**Requirement**: Count the lines in the items below that contain the string "outline", treating uppercase and lowercase letters as distinct, and give only the number.
====== Input records ======
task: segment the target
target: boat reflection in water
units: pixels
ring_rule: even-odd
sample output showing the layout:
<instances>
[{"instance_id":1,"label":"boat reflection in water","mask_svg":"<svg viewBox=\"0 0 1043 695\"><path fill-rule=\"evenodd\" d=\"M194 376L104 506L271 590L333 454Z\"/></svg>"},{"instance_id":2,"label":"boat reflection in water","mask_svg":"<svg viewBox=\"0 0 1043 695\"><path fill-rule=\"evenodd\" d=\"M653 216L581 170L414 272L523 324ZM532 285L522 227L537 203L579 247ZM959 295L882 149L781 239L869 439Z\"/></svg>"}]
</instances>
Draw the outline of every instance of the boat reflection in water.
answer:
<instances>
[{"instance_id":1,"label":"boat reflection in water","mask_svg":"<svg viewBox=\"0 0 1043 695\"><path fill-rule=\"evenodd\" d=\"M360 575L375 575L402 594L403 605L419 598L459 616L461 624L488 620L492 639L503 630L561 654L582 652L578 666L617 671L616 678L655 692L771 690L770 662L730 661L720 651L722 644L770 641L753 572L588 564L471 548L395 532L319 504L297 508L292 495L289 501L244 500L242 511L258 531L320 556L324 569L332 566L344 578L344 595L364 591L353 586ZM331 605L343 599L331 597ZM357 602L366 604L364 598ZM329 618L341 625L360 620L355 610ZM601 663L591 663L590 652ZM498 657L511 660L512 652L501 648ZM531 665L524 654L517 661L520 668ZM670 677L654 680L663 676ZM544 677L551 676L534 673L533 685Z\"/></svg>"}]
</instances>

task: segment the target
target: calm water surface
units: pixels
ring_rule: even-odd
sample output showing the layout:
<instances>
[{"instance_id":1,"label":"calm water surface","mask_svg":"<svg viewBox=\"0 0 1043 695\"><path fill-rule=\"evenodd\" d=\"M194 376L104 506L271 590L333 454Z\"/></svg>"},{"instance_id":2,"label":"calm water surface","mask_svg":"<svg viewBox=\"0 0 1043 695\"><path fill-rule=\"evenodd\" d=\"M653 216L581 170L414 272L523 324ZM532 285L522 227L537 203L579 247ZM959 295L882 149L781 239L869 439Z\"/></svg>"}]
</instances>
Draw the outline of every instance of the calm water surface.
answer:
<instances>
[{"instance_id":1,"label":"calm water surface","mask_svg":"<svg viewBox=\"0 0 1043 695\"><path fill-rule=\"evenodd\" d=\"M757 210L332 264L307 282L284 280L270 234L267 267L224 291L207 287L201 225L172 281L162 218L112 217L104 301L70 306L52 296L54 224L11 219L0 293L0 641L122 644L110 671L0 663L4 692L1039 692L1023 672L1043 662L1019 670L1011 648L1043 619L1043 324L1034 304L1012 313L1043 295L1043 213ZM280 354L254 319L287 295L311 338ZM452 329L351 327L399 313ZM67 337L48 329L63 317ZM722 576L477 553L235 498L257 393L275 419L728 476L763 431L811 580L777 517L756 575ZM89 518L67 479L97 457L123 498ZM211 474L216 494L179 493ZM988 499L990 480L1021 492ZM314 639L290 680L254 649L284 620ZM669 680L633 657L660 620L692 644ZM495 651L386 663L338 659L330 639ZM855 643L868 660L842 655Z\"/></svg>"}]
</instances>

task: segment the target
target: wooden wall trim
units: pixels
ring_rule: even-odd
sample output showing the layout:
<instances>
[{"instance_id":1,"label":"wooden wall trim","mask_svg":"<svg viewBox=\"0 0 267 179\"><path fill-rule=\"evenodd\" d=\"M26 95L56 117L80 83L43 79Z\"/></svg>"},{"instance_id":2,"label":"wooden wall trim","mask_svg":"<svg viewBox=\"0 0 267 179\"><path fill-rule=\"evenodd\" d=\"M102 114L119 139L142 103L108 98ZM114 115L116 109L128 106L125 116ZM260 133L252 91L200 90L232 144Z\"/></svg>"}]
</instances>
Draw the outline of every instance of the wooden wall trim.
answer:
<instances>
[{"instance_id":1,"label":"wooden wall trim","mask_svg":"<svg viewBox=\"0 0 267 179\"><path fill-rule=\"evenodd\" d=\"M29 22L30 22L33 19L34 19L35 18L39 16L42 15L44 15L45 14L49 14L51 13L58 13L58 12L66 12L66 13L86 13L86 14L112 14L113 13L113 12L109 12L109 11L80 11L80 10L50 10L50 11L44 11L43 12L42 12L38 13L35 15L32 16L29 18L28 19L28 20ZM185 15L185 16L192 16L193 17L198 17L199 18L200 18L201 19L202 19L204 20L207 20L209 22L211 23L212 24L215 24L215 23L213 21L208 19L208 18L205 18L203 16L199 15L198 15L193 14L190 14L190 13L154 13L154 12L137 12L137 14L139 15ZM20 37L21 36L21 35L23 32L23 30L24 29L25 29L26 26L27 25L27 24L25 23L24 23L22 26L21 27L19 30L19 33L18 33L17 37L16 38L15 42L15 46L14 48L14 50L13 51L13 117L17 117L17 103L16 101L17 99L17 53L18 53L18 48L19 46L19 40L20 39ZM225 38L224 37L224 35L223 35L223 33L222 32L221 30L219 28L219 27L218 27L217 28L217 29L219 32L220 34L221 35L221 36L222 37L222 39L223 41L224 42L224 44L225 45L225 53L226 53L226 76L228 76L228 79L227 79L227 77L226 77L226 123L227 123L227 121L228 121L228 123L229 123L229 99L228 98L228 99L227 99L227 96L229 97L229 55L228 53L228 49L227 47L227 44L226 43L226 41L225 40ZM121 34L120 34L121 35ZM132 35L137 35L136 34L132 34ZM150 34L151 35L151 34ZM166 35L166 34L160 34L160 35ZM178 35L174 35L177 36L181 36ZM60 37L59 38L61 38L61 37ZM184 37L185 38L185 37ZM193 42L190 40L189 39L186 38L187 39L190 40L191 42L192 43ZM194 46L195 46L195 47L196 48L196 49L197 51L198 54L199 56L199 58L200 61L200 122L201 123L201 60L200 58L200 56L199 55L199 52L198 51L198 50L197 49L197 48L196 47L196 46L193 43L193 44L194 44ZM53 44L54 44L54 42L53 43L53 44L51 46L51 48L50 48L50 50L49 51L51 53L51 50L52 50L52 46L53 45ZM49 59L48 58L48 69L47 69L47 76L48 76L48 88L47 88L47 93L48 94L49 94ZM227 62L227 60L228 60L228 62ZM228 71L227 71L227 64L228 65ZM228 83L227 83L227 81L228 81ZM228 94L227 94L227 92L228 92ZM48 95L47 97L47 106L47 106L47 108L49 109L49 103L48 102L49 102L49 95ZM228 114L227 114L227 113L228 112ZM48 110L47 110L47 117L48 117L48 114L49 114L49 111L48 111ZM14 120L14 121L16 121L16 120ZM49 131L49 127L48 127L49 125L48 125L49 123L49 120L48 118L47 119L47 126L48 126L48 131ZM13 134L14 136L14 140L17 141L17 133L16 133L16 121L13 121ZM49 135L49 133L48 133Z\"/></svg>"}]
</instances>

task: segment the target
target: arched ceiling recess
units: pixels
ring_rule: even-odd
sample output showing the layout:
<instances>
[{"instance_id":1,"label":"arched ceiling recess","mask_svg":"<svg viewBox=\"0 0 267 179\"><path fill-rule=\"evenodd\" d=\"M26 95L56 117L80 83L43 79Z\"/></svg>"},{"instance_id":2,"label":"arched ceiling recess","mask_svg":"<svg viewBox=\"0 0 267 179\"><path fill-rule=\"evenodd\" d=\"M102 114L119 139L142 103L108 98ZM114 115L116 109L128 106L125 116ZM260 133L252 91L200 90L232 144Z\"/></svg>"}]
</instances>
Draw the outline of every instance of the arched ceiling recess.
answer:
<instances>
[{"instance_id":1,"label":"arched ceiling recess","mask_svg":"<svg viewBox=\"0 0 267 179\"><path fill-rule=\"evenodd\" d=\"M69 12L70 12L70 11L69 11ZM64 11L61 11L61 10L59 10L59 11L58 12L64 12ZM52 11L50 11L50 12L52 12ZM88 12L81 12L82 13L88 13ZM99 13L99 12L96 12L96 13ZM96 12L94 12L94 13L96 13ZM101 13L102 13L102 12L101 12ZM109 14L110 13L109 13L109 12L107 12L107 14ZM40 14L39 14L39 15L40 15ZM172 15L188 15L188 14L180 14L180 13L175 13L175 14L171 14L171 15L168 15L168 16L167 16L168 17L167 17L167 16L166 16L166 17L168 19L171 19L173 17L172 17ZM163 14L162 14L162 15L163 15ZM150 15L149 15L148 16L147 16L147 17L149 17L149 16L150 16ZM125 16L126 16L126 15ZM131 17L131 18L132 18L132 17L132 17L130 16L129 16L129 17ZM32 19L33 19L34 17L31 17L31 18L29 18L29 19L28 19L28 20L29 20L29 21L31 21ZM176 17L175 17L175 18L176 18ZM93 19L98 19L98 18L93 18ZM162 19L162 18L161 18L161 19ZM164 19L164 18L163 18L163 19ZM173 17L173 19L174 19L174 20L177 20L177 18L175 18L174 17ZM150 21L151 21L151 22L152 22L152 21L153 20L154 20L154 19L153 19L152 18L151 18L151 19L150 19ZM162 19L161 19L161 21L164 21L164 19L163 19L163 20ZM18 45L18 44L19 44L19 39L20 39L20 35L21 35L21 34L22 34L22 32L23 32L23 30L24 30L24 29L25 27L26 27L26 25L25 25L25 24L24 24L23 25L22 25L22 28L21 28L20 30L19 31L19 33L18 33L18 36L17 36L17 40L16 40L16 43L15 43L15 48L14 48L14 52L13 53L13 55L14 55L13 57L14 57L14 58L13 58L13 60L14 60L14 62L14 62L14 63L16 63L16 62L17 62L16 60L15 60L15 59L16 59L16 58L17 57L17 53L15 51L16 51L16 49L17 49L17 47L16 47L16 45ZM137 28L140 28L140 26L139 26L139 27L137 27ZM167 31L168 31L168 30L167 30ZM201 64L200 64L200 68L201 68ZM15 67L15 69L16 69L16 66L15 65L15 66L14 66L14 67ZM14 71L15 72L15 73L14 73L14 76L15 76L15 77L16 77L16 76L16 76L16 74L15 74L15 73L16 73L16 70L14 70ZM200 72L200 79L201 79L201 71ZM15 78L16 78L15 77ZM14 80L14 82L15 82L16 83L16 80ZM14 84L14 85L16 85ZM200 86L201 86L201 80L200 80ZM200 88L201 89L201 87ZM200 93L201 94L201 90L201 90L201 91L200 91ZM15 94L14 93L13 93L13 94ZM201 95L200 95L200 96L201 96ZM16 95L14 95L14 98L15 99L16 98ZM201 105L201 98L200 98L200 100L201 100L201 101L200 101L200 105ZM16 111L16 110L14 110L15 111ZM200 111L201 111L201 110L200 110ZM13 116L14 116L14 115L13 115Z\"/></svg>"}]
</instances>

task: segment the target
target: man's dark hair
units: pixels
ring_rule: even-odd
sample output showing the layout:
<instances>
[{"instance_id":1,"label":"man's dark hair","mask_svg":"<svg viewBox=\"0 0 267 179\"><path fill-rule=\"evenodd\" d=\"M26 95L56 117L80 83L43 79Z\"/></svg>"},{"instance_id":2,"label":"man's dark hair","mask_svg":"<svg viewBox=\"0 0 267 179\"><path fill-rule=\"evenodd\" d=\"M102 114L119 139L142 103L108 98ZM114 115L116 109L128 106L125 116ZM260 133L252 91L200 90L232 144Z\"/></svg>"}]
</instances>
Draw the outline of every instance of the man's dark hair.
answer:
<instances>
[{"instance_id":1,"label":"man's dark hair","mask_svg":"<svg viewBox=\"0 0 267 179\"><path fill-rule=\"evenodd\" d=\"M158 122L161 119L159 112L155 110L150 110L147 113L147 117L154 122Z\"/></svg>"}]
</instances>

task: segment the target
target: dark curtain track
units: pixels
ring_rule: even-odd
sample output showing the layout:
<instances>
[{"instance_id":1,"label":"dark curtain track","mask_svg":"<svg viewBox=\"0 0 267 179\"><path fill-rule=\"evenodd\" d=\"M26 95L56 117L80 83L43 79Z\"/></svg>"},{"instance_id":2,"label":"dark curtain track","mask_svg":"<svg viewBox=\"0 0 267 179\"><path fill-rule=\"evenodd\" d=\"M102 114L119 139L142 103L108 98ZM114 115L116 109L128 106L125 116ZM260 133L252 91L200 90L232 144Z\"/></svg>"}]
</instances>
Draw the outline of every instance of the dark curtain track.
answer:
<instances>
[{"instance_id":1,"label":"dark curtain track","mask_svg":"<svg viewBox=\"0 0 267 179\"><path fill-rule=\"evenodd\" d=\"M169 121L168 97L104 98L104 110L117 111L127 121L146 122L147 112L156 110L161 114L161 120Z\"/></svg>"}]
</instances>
======
**Final result**: 6